> _TASK TO CARRY OUT_:
Within the records below, find the line containing "Query: metal paint can". Reproduce it and each line after it exactly, and nothing else.

BEGIN RECORDS FOR THE EXERCISE

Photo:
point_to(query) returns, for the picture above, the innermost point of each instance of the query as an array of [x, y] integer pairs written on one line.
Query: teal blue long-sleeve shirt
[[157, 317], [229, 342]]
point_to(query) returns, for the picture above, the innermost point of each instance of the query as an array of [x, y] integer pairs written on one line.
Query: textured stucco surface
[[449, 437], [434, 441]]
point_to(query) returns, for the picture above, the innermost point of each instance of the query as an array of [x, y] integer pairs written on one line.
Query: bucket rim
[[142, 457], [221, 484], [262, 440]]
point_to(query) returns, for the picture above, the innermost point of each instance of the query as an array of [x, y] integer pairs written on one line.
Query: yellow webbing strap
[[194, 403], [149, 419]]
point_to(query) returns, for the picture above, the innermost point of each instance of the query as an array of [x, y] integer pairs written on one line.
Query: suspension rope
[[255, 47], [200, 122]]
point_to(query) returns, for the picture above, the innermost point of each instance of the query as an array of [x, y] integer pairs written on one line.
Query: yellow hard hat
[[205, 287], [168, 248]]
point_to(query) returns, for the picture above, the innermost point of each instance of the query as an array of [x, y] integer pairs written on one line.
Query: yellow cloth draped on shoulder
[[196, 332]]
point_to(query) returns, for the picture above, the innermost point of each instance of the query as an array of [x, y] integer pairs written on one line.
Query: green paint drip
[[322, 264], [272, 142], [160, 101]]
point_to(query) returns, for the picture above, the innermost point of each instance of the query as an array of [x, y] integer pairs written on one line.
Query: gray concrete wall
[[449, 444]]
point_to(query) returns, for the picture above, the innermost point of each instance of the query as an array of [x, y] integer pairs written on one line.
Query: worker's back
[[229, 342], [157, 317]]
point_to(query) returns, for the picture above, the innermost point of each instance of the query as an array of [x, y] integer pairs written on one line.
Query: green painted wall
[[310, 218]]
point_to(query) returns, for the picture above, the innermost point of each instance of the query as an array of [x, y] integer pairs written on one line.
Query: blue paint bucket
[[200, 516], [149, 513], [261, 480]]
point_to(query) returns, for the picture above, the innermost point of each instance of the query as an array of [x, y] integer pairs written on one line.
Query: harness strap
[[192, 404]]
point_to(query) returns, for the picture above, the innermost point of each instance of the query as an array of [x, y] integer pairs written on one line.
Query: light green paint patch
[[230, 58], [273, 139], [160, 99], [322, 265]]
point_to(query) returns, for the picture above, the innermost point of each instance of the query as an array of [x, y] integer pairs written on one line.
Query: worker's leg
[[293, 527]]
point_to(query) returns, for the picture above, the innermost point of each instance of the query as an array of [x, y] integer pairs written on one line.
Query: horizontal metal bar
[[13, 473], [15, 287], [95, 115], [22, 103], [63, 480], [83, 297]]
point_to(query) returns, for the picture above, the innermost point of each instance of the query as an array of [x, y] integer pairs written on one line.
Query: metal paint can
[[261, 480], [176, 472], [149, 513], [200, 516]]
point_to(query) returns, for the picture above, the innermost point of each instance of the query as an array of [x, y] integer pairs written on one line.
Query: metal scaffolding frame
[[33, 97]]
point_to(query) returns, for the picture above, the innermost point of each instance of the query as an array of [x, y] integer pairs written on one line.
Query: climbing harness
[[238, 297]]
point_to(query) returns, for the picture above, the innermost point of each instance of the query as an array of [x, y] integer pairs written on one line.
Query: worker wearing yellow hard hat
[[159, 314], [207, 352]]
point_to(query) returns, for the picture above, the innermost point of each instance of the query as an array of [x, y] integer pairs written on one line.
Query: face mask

END RECORDS FOR THE EXERCISE

> _EXERCISE SOLUTION_:
Query: metal paint can
[[261, 480], [176, 472], [149, 513], [200, 516]]
point_to(query) returns, for the picture above, the innermost point of each instance of the query as an array of [x, y] integer pairs written on one line.
Query: metal scaffolding frame
[[33, 97]]
point_to(query) returns, for the picture above, the innermost point of each instance of the query as an array of [x, y] integer pairs written on one line.
Query: climbing harness
[[238, 297]]
point_to(query) returns, for the picture above, the innermost point of each instance of the query as an array of [x, y] integer pairs written on one line.
Query: worker wearing yellow hard hat
[[159, 314], [207, 352]]
point_to(query) returns, for the picture above, the innermost point of each instance of the query as an array of [x, y] integer pairs written on one line.
Query: face mask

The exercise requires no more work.